╭─ AVAILABLE DATA

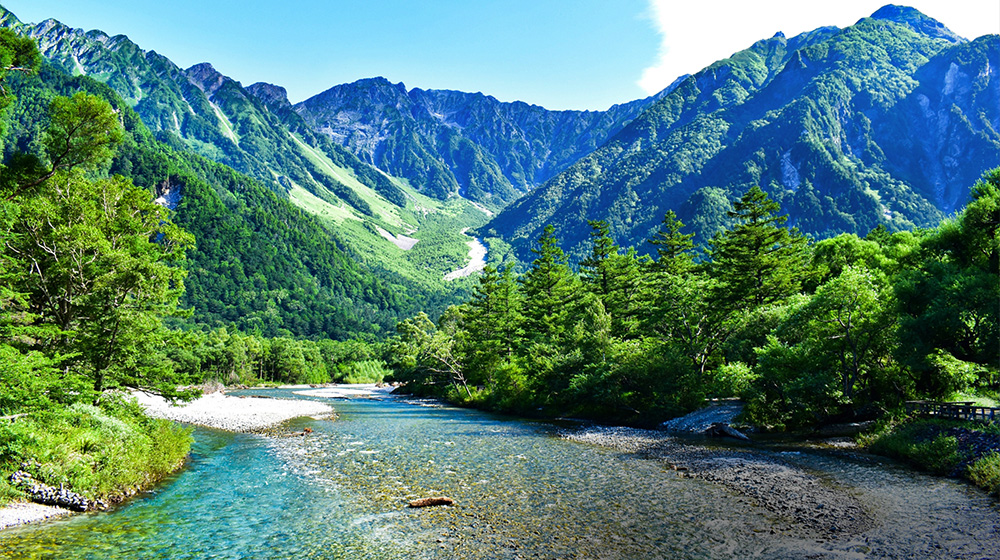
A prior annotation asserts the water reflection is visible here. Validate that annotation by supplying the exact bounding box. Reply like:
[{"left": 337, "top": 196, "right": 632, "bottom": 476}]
[{"left": 0, "top": 392, "right": 998, "bottom": 559}]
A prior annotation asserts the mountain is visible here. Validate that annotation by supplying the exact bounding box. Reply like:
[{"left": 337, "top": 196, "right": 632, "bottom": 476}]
[
  {"left": 295, "top": 78, "right": 666, "bottom": 209},
  {"left": 479, "top": 6, "right": 1000, "bottom": 259},
  {"left": 0, "top": 65, "right": 418, "bottom": 338},
  {"left": 0, "top": 8, "right": 405, "bottom": 216}
]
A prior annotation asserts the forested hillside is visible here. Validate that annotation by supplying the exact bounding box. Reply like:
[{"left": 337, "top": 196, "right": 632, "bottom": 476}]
[
  {"left": 390, "top": 168, "right": 1000, "bottom": 429},
  {"left": 4, "top": 66, "right": 422, "bottom": 338},
  {"left": 480, "top": 6, "right": 1000, "bottom": 260}
]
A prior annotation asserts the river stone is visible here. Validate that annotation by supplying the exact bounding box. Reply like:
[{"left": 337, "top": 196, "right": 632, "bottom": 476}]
[{"left": 409, "top": 496, "right": 455, "bottom": 507}]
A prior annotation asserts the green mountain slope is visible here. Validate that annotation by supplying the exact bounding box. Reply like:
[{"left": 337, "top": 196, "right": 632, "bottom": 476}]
[
  {"left": 295, "top": 78, "right": 669, "bottom": 210},
  {"left": 3, "top": 65, "right": 422, "bottom": 338},
  {"left": 480, "top": 6, "right": 1000, "bottom": 258},
  {"left": 0, "top": 8, "right": 500, "bottom": 301}
]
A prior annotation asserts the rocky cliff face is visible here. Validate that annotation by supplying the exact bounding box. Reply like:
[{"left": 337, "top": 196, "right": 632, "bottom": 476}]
[
  {"left": 479, "top": 6, "right": 1000, "bottom": 258},
  {"left": 0, "top": 8, "right": 405, "bottom": 216},
  {"left": 295, "top": 78, "right": 672, "bottom": 208}
]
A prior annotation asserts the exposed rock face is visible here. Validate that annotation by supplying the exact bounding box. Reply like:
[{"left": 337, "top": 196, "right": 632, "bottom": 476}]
[
  {"left": 295, "top": 78, "right": 662, "bottom": 208},
  {"left": 477, "top": 6, "right": 1000, "bottom": 260},
  {"left": 247, "top": 82, "right": 292, "bottom": 109}
]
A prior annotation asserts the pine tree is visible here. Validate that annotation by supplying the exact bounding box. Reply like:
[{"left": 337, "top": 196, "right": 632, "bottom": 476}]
[
  {"left": 521, "top": 225, "right": 578, "bottom": 343},
  {"left": 461, "top": 265, "right": 524, "bottom": 385},
  {"left": 649, "top": 210, "right": 694, "bottom": 274},
  {"left": 708, "top": 186, "right": 808, "bottom": 311}
]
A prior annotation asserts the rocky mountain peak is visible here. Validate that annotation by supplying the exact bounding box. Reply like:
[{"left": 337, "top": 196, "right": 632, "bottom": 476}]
[
  {"left": 871, "top": 4, "right": 965, "bottom": 43},
  {"left": 246, "top": 82, "right": 292, "bottom": 109},
  {"left": 184, "top": 62, "right": 227, "bottom": 95}
]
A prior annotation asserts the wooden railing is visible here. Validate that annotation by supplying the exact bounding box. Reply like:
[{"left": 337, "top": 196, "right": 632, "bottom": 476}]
[{"left": 906, "top": 401, "right": 1000, "bottom": 422}]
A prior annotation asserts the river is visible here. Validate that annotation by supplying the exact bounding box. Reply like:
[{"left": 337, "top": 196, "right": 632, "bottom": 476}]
[{"left": 0, "top": 391, "right": 1000, "bottom": 559}]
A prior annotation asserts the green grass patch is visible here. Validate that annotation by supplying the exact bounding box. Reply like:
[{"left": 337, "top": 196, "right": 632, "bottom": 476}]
[
  {"left": 862, "top": 420, "right": 961, "bottom": 475},
  {"left": 0, "top": 396, "right": 192, "bottom": 504},
  {"left": 334, "top": 360, "right": 392, "bottom": 384},
  {"left": 858, "top": 418, "right": 1000, "bottom": 499},
  {"left": 968, "top": 451, "right": 1000, "bottom": 498}
]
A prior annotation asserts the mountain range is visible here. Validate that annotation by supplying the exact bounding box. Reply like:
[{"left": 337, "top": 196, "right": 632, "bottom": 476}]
[
  {"left": 0, "top": 6, "right": 1000, "bottom": 334},
  {"left": 480, "top": 6, "right": 1000, "bottom": 258}
]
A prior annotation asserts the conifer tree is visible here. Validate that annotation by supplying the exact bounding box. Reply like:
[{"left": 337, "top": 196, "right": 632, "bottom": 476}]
[
  {"left": 708, "top": 186, "right": 808, "bottom": 311},
  {"left": 462, "top": 265, "right": 524, "bottom": 385},
  {"left": 521, "top": 225, "right": 578, "bottom": 343}
]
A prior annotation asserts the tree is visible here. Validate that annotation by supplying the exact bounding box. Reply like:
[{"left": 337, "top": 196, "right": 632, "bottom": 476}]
[
  {"left": 3, "top": 94, "right": 193, "bottom": 395},
  {"left": 894, "top": 168, "right": 1000, "bottom": 397},
  {"left": 649, "top": 210, "right": 694, "bottom": 274},
  {"left": 708, "top": 186, "right": 808, "bottom": 311},
  {"left": 580, "top": 220, "right": 647, "bottom": 338},
  {"left": 580, "top": 220, "right": 618, "bottom": 298},
  {"left": 460, "top": 265, "right": 524, "bottom": 385},
  {"left": 521, "top": 225, "right": 578, "bottom": 343},
  {"left": 749, "top": 266, "right": 907, "bottom": 424}
]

╰─

> _WORK INSTRUCTIONS_
Please identify each line in the items above that contains the string "tree" and copy every such line in full.

> _ANSWER_
A prior annotation asserts the pine tree is visible here. Validate that annotation by supplying the exact bounding box. Reply like:
A prior annotation asserts the conifer tree is visible here. Validate that annotation by supplying the exact bounding box. Reply like:
A prior annotation asserts the tree is visible here. Validate that annotation by supplying the exact bounding box. Reply like:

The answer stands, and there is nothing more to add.